• CONSIGNE:
D'après l'extrait sur la loi Brottes, répondez s'il vous plaît aux questions suivantes :
(a) À quelle date le Conseil d'établissement de Veolia Eau Île-de-France a-t-il examiné la situation ?
(b) Quel article de la loi Brottes interdit les coupures d'eau dans le cas des résidences principales ?
(c) Combien de coupures ont été réalisées en 2012 sur les abonnés du Grand Lyon ?

Révélations. Le Conseil d’établissement de Veolia Eau Île-de-France a examiné le 25 juillet 2014 la situation créée par l’interdiction des coupures d’eau pour impayés par la loi Brottes. Nous avons pu nous procurer le PV de cette réunion…

Sophie Vidalis-Duvert, DRH de Veolia Eau pour tout le Nord de la France, région parisienne comprise, présente la situation. « La loi Brottes est une nouvelle loi qui porte notamment sur la tarification de l’eau », note-t-elle. « La modification importante concernant les services de l’eau et de l’assainissement est inscrite dans l’article 19. L’article 19 interdit les coupures d’eau dans le cas des résidences principales. » Par rapport à la situation antérieure, « la loi interdit désormais toute coupure d’eau à un logement occupé au titre de résidence principale sans que l’abonné ait à prouver son éligibilité à une aide sociale. »

Elle mentionne cependant une « incertitude juridique » en se référant à un décret d’application antérieur (du 13 août 2008) antérieur à la loi Brottes (du 15 avril 2013) et en ignorant le décret d’application de la loi Brottes, paru le 27 février 2014 (Décret n° 2014-274 du 27 février 2014 modifiant le décret n° 2008-780 du 13 août 2008 relatif à la procédure applicable en cas d’impayés des factures d’électricité, de gaz, de chaleur et d’eau). Moyennant ce gros mensonge par omission, Veolia n’applique donc pas la loi ! «  Dans l’attente de la sortie du décret d’application de la loi, la pratique antérieure se poursuit. Ce décret pourrait être publié à la fin de l’année 2014, et il aura un certain impact sur l’activité puisque les ordres de fermeture seraient interdits. »

Elle indique que  « toutes les sociétés du secteur et les régies » font de même. Les dizaines de cas que nous avons répertorié depuis le début de notre campagne contre les coupures d’eau illégales montrent que ce n’est pas vrai. La grande majorité des coupures vient de Veolia, suivi par la Saur, puis par Suez et de petites entreprises privées. Dans le secteur public, nous avons un cas à la SPL du Ponant (qui comme son nom l’indique n’est pas une régie mais une société à capital public sur le modèle du privé) et deux cas à Noréade, qui est une régie qui couvre des dizaines de communes dans le Nord de la France et qui semble s’être éloignée de ses repères de service public. Pour le moment, nous n’avons aucun cas signalé de coupure d’eau par une régie communale. Les coupures d’eau restent pour l’essentiel une pratique du secteur privé et de Veolia en particulier.

Pascal BAUDAT, secrétaire du Comité d’établissement et élu CFDT, donne une idée de l’ampleur massive de cette pratique chez Veolia : « En 2012, sur les 260 000 abonnés du Grand Lyon, 750 coupures et 2 000 lentillages ont été réalisés. » A l’échelle de notre pays, ce sont donc des milliers de coupures d’eau qui sont réalisées chaque année, et à présent en toute illégalité, par les multinationales. Ce scandale doit cesser !

Entrées d'annotation par points sur images:
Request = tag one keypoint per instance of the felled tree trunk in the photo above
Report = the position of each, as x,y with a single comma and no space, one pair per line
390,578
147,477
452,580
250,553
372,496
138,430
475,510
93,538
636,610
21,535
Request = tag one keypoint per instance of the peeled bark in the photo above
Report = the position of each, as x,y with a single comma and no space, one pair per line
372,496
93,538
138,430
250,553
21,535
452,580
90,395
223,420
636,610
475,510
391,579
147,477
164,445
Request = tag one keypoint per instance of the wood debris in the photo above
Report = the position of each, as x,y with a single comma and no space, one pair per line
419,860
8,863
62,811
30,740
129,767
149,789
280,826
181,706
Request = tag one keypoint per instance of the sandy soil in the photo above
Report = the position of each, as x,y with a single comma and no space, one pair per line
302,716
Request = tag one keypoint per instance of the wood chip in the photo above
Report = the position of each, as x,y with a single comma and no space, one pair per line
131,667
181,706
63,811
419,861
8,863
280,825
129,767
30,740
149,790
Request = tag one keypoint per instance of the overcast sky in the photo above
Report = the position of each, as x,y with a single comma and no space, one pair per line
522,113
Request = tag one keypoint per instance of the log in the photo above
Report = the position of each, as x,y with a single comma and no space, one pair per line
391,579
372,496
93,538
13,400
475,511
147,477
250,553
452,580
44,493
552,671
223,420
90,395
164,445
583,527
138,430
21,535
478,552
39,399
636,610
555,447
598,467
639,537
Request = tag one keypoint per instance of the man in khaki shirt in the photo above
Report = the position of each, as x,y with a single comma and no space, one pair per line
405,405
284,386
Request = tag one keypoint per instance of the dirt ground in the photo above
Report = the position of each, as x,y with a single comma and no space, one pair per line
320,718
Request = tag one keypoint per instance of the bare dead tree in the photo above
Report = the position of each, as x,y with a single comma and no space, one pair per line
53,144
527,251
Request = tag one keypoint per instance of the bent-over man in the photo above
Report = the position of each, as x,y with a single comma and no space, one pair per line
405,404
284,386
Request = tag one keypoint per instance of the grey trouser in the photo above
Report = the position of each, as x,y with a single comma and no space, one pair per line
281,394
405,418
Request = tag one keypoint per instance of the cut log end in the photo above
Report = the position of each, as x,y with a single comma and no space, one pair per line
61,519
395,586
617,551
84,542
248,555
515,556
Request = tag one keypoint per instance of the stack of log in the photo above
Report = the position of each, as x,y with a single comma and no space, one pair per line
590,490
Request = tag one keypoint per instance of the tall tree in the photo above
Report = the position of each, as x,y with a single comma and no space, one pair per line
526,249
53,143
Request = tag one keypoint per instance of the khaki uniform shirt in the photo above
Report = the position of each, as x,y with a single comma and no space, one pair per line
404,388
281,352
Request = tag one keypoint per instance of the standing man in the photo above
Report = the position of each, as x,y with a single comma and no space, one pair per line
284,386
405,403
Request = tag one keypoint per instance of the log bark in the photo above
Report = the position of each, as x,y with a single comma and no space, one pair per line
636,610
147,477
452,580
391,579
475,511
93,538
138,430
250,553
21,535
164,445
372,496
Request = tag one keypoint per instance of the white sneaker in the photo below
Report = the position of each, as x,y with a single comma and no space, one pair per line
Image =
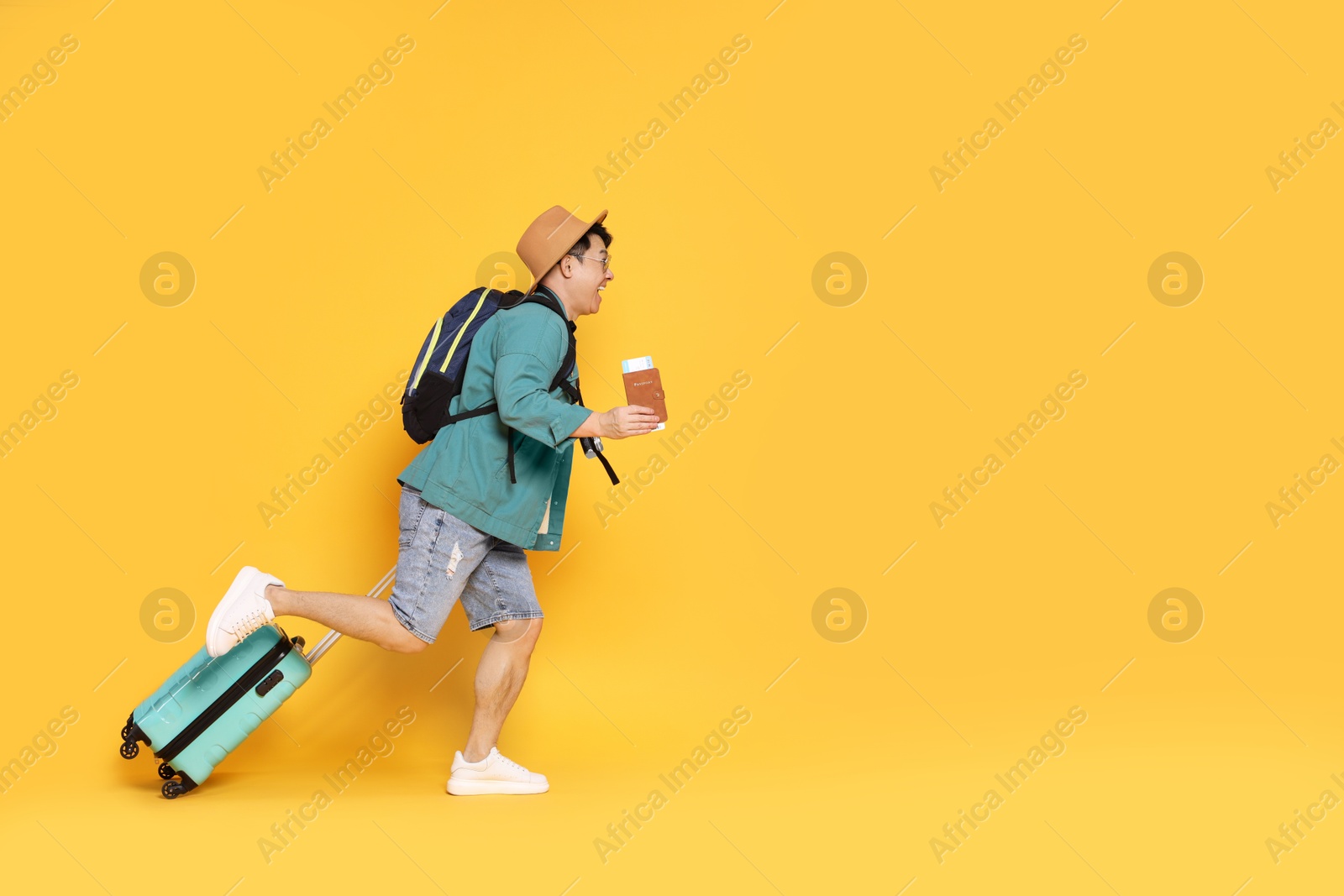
496,774
242,610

• CORRIGÉ:
(a) Le 25 juillet 2014.
(b) L'article 19.
(c) 750 coupures, sur 260 000 abonnés.